• Exercício curto
Conte em quantas linhas dos dados aparece a palavra "jacket", levando em conta maiúsculas e minúsculas. Responda só com o número.

***** Dados fornecidos *****

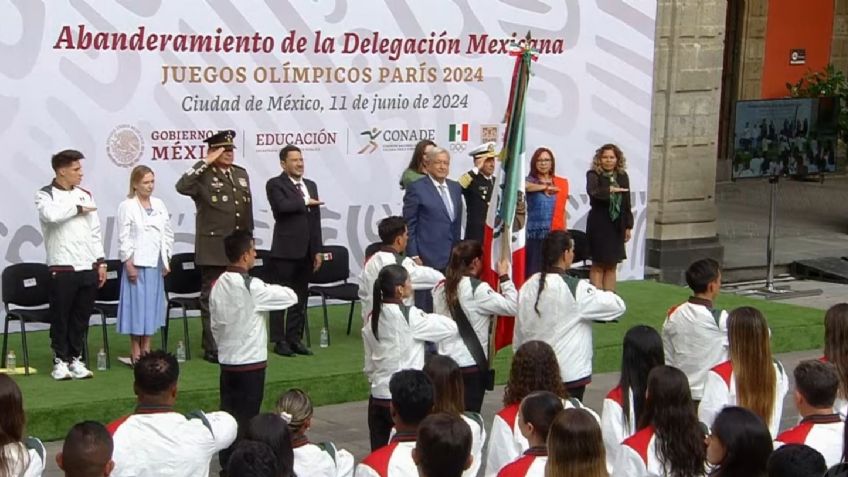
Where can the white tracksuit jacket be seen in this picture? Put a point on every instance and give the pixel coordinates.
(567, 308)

*****
***** Dados fornecidos *****

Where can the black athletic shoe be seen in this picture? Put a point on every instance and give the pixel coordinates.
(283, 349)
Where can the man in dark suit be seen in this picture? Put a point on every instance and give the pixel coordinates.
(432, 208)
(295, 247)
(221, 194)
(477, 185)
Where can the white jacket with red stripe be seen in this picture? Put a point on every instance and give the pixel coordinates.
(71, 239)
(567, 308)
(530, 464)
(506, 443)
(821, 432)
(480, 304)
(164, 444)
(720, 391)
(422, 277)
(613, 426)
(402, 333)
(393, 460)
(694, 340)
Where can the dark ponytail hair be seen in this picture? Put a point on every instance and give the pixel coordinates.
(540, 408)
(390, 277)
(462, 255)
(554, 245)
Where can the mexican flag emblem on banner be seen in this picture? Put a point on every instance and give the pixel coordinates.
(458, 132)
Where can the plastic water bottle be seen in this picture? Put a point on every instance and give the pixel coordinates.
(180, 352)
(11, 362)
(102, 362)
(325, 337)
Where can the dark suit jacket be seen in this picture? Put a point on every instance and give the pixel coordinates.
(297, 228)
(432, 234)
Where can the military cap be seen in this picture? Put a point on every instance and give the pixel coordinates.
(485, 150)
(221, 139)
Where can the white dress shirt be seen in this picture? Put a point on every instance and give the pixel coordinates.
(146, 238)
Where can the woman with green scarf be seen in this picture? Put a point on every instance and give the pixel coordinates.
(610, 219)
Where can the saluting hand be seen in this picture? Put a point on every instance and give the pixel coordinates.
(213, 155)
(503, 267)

*****
***** Dados fornecidos *****

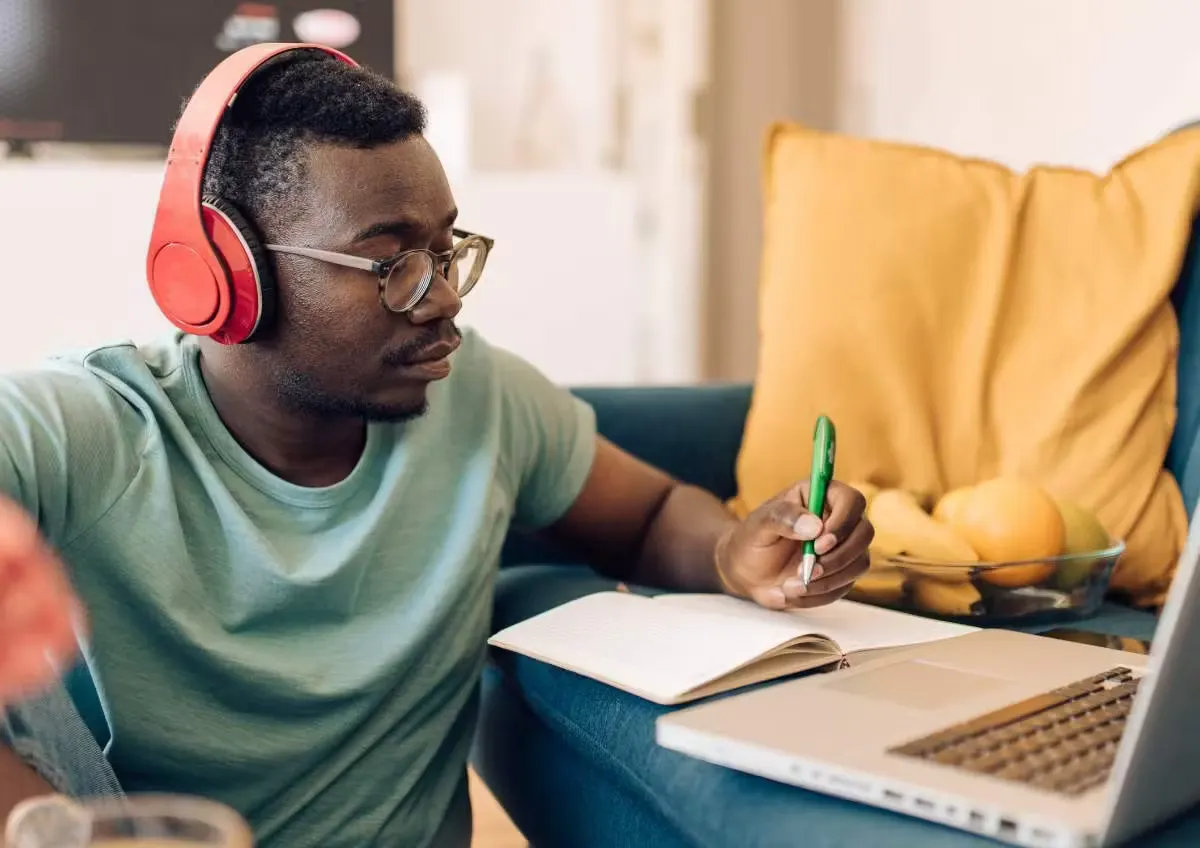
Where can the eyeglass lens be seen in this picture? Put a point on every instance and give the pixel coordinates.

*****

• Resposta escrita
3